• **WHAT IS REQUIRED**: Copy out every line of the items below, requests included, and increase each coordinate in the answer points by 41. Leave the sample points in the requests and all other text unchanged.

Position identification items
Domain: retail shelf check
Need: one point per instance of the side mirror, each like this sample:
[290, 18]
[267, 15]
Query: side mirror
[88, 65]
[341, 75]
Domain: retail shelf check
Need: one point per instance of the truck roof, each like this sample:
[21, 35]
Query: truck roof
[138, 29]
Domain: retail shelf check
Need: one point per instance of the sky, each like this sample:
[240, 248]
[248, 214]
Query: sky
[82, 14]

• **WRITTEN SOLUTION**:
Domain: retail shelf check
Need: one point per instance of the side mirror, each like this sample:
[290, 18]
[267, 15]
Query: side mirror
[129, 106]
[382, 116]
Domain: retail shelf check
Need: one point per instance of the truck roof, each like this sample:
[21, 35]
Query: truck roof
[179, 70]
Domain: retail shelf check
Need: one point per instance of the sky, each like this sample:
[240, 248]
[248, 214]
Query: sky
[123, 55]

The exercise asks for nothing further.